[Stored data entries]
::::
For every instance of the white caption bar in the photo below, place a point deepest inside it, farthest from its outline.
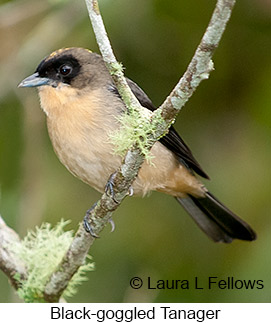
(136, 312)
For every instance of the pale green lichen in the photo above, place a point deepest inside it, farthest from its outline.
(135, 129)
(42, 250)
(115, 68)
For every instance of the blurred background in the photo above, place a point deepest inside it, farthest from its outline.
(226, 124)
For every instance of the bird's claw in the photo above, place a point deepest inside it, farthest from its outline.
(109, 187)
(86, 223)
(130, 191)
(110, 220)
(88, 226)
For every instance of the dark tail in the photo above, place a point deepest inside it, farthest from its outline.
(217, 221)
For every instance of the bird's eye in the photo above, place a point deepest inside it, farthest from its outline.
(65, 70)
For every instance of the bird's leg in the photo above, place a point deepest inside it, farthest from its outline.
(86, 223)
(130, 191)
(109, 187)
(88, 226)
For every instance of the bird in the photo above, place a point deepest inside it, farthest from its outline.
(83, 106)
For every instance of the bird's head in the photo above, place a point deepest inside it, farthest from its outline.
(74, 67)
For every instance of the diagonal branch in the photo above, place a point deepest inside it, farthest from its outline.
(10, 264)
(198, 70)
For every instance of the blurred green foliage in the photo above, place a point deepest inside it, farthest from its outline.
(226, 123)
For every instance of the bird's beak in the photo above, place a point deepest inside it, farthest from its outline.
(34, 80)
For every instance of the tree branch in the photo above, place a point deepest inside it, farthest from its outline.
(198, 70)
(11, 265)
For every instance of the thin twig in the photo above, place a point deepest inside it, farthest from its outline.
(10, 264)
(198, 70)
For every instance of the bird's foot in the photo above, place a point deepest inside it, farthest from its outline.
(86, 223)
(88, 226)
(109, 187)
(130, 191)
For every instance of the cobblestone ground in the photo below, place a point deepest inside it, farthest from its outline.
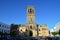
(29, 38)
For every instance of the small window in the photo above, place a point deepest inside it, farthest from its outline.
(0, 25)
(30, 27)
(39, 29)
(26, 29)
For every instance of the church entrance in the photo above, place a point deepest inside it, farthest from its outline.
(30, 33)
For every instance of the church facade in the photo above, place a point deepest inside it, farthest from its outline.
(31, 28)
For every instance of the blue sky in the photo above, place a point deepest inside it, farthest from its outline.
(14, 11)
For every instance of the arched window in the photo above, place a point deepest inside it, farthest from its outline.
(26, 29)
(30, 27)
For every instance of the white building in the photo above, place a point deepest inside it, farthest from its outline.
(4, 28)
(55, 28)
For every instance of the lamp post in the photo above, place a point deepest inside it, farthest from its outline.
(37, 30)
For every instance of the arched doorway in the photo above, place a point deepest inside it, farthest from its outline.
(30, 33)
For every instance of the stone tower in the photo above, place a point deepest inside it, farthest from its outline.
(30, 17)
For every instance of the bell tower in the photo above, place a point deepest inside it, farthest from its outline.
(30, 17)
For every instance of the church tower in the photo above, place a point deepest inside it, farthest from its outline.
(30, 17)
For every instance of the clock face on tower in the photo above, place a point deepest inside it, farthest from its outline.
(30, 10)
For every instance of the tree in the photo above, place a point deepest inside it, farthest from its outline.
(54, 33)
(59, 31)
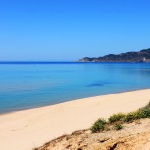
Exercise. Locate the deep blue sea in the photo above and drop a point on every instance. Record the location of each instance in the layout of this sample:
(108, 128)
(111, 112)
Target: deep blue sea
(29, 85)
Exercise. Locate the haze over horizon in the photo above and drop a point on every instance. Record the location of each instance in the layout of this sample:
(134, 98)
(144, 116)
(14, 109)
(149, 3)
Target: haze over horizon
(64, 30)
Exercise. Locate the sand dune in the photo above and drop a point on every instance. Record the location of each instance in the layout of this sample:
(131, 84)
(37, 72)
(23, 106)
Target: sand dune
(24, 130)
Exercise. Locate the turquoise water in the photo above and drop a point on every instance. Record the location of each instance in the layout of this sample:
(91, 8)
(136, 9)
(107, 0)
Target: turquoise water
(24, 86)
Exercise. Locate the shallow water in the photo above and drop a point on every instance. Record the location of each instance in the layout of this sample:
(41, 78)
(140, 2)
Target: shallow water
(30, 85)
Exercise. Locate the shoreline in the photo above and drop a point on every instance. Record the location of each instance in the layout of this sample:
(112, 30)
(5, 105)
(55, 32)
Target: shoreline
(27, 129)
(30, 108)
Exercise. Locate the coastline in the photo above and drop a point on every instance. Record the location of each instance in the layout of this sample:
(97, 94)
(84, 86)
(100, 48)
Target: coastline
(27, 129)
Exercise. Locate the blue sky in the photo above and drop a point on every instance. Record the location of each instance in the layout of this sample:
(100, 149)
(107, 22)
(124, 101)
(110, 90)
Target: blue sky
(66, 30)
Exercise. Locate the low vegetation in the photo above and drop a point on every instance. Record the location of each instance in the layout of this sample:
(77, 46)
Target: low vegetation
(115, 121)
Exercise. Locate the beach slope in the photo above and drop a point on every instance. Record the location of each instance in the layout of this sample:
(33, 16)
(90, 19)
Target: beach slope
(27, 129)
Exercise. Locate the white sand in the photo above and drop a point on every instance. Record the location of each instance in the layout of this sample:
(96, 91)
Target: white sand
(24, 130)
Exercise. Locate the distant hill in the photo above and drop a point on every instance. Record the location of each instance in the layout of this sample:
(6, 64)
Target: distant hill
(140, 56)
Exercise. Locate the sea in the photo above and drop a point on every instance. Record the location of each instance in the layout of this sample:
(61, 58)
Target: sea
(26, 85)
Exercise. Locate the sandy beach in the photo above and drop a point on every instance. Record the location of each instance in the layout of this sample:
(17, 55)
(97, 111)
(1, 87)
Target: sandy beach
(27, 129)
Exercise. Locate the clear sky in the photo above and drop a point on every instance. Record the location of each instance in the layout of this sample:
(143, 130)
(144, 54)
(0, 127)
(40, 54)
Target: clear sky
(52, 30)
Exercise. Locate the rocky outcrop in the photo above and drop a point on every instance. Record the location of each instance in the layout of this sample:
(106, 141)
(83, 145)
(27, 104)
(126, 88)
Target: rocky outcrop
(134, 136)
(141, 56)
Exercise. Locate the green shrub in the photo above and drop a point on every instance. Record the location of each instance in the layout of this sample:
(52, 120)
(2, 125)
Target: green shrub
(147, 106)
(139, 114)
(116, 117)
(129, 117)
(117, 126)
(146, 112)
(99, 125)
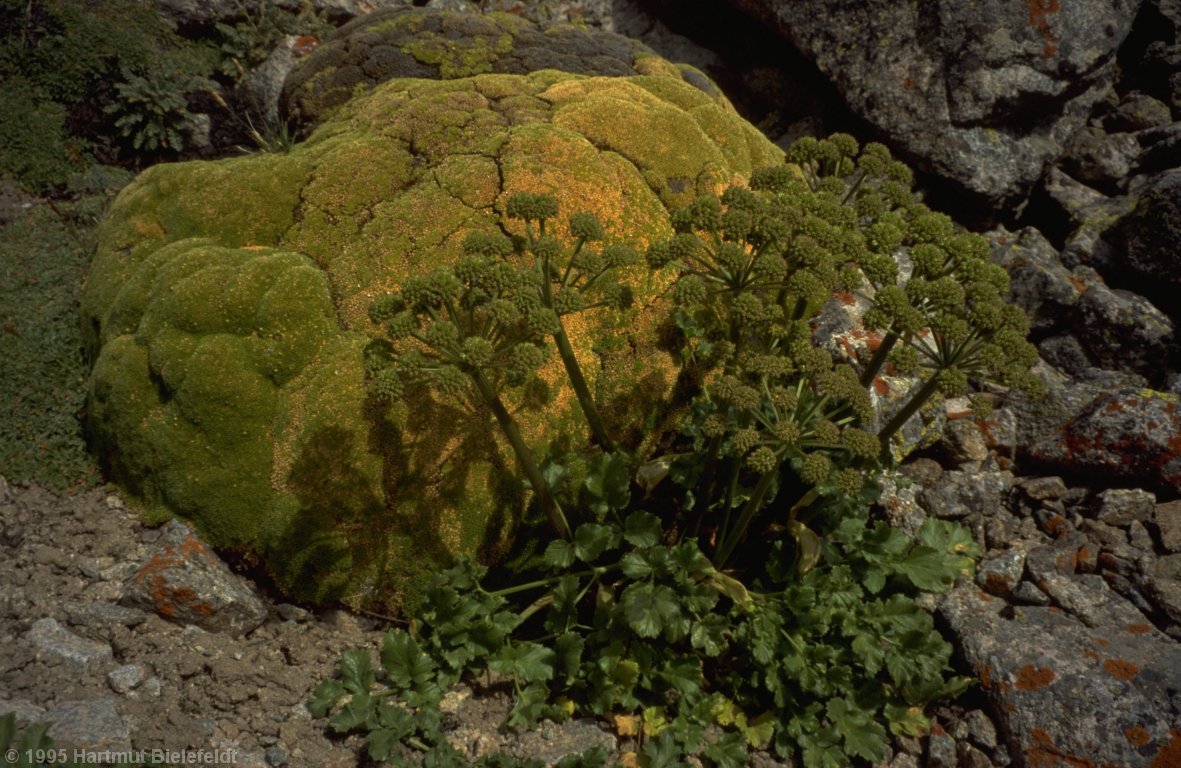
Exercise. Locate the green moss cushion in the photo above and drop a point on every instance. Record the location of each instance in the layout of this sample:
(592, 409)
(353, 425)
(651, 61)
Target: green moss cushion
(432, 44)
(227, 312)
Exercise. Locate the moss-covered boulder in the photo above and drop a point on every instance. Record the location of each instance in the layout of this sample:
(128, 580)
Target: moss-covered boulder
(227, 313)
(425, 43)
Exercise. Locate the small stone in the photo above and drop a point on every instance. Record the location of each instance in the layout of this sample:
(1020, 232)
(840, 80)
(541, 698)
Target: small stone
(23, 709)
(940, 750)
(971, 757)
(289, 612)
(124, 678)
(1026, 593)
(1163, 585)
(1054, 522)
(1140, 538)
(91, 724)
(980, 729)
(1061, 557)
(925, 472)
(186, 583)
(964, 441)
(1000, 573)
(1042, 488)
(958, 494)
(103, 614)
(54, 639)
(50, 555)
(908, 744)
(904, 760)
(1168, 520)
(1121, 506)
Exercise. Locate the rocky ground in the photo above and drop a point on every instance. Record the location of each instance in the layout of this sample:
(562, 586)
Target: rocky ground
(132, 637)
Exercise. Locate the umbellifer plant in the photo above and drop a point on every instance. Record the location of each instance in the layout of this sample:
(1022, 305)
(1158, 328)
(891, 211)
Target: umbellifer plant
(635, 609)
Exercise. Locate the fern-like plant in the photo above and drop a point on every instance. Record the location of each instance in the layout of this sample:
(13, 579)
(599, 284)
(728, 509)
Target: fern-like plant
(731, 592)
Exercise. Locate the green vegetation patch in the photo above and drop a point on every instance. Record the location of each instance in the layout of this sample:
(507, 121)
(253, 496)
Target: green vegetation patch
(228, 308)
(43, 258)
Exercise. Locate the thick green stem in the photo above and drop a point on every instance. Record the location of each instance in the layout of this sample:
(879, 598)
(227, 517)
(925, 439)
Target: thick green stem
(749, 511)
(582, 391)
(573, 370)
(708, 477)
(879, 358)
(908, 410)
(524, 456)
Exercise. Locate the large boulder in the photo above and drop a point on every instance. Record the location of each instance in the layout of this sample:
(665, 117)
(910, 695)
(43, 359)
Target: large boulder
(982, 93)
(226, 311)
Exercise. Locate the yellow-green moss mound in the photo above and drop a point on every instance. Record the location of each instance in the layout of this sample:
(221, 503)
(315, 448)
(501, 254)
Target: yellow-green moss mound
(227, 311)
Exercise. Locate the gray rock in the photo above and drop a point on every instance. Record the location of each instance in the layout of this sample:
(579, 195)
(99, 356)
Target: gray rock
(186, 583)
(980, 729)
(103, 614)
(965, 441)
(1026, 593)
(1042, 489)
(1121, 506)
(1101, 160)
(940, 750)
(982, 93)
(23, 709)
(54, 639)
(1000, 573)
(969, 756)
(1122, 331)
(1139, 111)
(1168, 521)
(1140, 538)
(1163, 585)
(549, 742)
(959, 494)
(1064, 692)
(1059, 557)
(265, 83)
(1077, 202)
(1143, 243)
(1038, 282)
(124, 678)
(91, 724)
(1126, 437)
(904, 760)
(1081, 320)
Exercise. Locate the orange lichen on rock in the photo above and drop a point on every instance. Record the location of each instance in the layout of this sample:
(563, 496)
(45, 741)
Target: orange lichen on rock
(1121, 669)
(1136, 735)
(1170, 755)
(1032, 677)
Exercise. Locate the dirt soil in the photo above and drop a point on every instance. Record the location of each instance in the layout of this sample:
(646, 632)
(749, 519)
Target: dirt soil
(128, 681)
::::
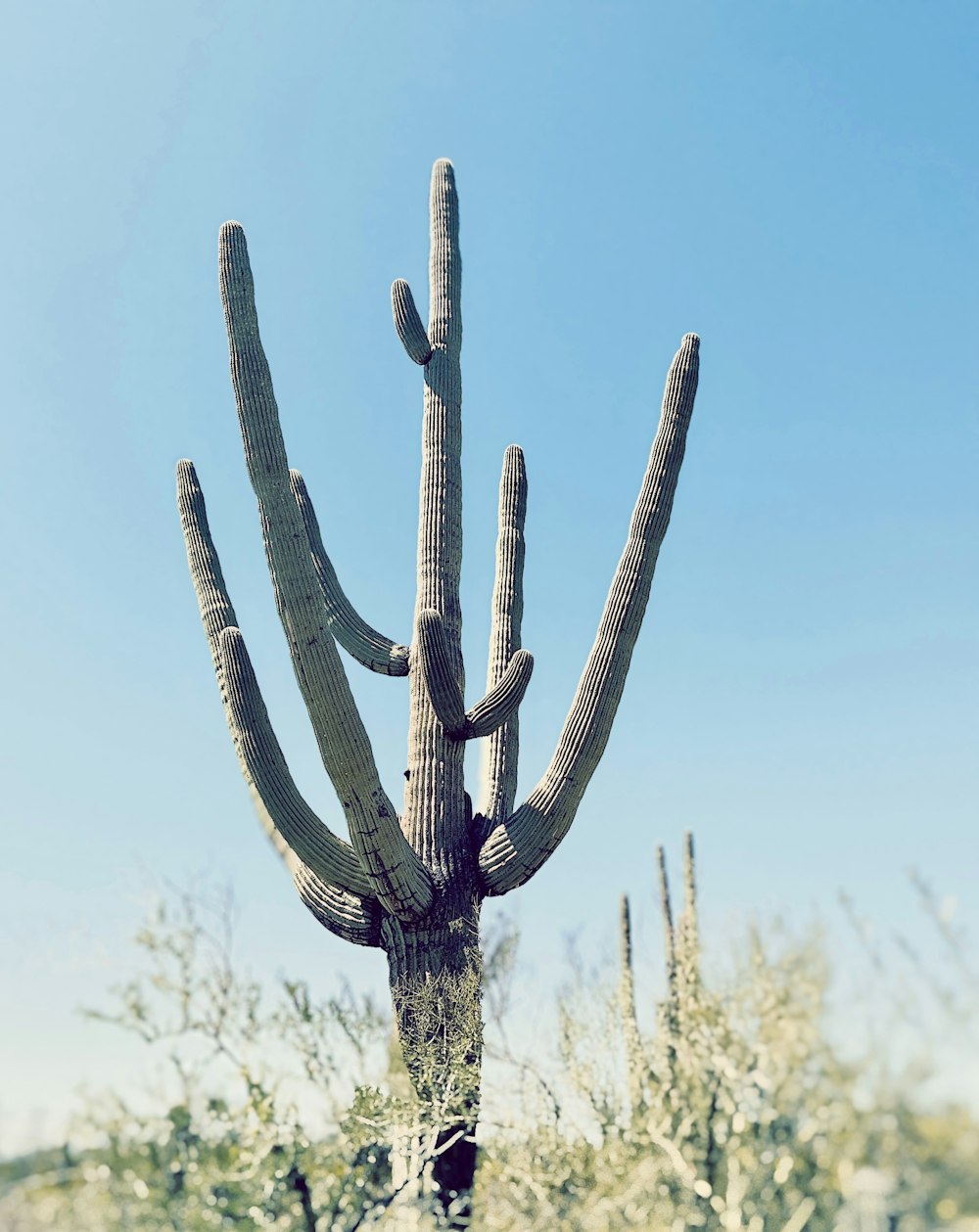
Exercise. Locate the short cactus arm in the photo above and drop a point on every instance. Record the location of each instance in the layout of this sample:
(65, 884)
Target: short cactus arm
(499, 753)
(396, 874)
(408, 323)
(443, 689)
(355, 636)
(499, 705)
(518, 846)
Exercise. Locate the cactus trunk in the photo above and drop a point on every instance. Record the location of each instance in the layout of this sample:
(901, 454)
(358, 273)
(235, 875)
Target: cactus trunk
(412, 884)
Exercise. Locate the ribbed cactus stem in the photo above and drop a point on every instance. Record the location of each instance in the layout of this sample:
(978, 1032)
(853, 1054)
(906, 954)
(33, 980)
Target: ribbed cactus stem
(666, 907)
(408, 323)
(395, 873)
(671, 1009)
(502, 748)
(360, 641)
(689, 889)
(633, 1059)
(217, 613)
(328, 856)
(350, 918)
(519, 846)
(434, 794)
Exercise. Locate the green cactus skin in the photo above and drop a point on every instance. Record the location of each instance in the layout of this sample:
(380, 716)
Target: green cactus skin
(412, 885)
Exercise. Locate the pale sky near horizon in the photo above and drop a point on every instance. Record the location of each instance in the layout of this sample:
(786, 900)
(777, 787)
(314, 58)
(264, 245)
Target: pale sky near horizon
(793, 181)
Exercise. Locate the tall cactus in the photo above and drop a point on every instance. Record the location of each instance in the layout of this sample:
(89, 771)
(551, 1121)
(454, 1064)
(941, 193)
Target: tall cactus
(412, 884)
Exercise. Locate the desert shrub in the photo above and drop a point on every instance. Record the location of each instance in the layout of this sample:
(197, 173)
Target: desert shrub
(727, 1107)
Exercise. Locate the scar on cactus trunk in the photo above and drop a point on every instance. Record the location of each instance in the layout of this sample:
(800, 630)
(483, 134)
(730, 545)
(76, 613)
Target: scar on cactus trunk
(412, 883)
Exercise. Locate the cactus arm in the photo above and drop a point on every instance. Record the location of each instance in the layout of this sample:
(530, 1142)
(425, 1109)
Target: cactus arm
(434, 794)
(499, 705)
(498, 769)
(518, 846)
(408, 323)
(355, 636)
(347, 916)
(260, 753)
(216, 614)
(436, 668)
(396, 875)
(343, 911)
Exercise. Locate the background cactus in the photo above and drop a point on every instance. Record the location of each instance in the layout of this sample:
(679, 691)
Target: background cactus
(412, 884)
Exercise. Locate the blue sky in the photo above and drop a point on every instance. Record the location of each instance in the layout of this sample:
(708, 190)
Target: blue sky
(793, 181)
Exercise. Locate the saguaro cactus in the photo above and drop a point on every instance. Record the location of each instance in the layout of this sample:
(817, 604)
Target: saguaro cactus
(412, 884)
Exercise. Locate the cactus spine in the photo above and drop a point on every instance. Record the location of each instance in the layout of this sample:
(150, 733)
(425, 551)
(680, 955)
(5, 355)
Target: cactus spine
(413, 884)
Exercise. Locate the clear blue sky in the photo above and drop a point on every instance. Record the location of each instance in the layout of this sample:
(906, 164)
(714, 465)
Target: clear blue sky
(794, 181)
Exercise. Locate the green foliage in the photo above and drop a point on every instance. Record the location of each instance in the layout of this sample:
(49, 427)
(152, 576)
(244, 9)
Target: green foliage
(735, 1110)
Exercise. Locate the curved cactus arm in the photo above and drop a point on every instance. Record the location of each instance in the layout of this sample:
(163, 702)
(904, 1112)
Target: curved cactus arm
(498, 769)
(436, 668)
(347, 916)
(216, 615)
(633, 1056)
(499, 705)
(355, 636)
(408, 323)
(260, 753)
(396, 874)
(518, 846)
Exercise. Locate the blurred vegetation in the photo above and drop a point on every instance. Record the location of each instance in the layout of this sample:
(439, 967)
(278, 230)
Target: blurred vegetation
::::
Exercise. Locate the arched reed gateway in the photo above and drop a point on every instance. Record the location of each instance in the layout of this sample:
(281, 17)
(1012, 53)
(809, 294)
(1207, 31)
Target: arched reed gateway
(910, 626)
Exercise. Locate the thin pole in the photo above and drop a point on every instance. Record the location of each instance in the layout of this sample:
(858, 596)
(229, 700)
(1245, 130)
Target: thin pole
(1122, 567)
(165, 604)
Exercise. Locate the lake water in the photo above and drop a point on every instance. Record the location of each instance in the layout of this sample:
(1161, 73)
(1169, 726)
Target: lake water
::::
WHAT TO PRODUCE:
For the string "lake", give the number of lines in the data that contain it, and only that number.

OUTPUT OF THE TASK:
2